§ TEXTE À LIRE:

════════════════════

I / Nouvel article L64 A du LPF : création d’un abus de droit intermédiaire

Le nouvel Article L 64 du LPF, prévu par l’article 109 du Projet de Loi de Finance pour 2019, prévoit en son A :

« Art. L. 64 A. – Afin d’en restituer le véritable caractère et sous réserve de l’application de l’article 205 A du code général des impôts, l’administration est en droit d’écarter, comme ne lui étant pas opposables, les actes qui, recherchant le bénéfice d’une application littérale des textes ou de décisions à l’encontre des objectifs poursuivis par leurs auteurs, ont pour motif principal d’éluder ou d’atténuer les charges fiscales que l’intéressé, si ces actes n’avaient pas été passés ou réalisés, aurait normalement supportées eu égard à sa situation ou à ses activités réelles.
En cas de désaccord sur les rectifications notifiées sur le fondement du présent article, le litige peut être soumis, à la demande du contribuable ou de l’administration, à l’avis du comité mentionné au deuxième alinéa de l’article L. 64 du présent livre. »

Cet article prévoit donc que l’administration pourra écarter un acte dès lors que ce dernier, faisant une application littérale des textes, a pour objectif principal d’éluder ou d’atténuer les charges fiscales qu’aurait subit l’intéressé.

Ce nouveau texte ne vient pas remplacer l’actuel Article L 64, qui, lui, prévoit :

Afin d’en restituer le véritable caractère, l’administration est en droit d’écarter, comme ne lui étant pas opposables, les actes constitutifs d’un abus de droit, soit que ces actes ont un caractère fictif, soit que, recherchant le bénéfice d’une application littérale des textes ou de décisions à l’encontre des objectifs poursuivis par leurs auteurs, ils n’ont pu être inspirés par aucun autre motif que celui d’éluder ou d’atténuer les charges fiscales que l’intéressé, si ces actes n’avaient pas été passés ou réalisés, aurait normalement supportées eu égard à sa situation ou à ses activités réelles.

Une distinction est donc faite entre :

  • D’une part l’actuel article L 64, qui sanctionne un abus de droit dès lors que soit l’acte a un caractère fictif, soit l’acte a un objectif « exclusivement » fiscal. L’abus de droit est alors potentiellement sanctionné d’une majoration pouvant atteindre 80% (Art.1729 b du CGI).
  • D’autre part le le futur L 64 A, qui sanctionne l’acte ayant pour motif principal d’éluder ou d’atténuer les charges fiscales. Les majorations de 40 % pour manquement délibéré et 80 % pour manoeuvre frauduleuse prévues respectivement au a et c de l’article 1729 du CGI sont applicables. Mais il s’agit des sanctions de droit commun. L’administration devra donc justifier leur application, l’abus de droit du L 64 A n’étant un critère suffisant et automatique de leur application (contrairement au L64 qui suffit à permettre l’application des sanctions prévues au b de l’article 1729 du CGI).

Dans les deux cas, l’intérêt de retard prévu à l’article 1727 du CGI serait également applicable.

════════════════════

§ DONNÉES FOURNIES:

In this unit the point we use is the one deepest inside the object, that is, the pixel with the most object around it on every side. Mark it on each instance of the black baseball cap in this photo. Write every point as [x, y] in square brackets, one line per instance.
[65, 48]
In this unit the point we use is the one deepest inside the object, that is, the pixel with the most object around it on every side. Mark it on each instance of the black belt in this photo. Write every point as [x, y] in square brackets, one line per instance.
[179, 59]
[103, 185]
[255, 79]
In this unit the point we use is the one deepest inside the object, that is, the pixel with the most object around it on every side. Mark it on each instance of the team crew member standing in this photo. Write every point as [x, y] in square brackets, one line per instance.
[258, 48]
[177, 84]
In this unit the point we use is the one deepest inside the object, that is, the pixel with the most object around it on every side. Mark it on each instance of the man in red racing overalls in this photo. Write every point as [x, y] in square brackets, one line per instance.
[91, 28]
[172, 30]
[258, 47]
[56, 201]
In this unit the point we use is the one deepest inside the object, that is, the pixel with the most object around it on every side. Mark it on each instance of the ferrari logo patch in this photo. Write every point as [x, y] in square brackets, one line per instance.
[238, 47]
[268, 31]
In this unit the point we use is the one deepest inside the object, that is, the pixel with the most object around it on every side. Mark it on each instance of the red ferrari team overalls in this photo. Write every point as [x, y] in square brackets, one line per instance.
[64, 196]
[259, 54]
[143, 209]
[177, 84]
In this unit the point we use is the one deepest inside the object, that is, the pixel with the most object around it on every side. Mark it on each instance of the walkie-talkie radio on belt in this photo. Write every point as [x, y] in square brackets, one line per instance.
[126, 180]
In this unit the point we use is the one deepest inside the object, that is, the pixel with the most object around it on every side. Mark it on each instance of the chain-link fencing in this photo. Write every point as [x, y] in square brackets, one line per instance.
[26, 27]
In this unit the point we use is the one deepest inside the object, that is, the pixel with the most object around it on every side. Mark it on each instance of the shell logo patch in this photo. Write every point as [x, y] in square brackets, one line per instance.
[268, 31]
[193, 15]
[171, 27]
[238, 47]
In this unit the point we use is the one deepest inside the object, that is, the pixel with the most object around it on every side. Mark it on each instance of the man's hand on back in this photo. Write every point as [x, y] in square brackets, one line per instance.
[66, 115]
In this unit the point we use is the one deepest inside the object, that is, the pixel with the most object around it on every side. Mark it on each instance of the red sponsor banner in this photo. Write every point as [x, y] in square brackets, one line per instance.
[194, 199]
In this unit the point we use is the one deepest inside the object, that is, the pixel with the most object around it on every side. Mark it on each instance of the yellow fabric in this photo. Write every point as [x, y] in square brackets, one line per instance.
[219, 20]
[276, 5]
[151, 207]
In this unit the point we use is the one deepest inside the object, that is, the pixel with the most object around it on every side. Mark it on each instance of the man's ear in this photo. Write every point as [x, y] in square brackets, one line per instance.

════════════════════

§ DÉFI: Reprenez, s'il vous plaît, le texte sur l'abus de droit fiscal et poursuivez-le après sa dernière phrase. Les entrées ne servent à rien ici.

§ RÉSULTAT FINAL:
Comme le prévoit Mme PEYROL, cette différence permettrait d’éviter la censure du Conseil constitutionnel :

Afin d’éviter une éventuelle censure constitutionnelle comme lors de la décision n° 2013‑685 DC du 29 décembre 2013 sur la loi de finances pour 2014, cet amendement ne modifie pas le champ de la majoration de 80 % prévue au b de l’article 1729 du code général des impôts : cette majoration restera applicable aux seuls abus de droit par fictivité et aux abus de droit à la motivation fiscale exclusive.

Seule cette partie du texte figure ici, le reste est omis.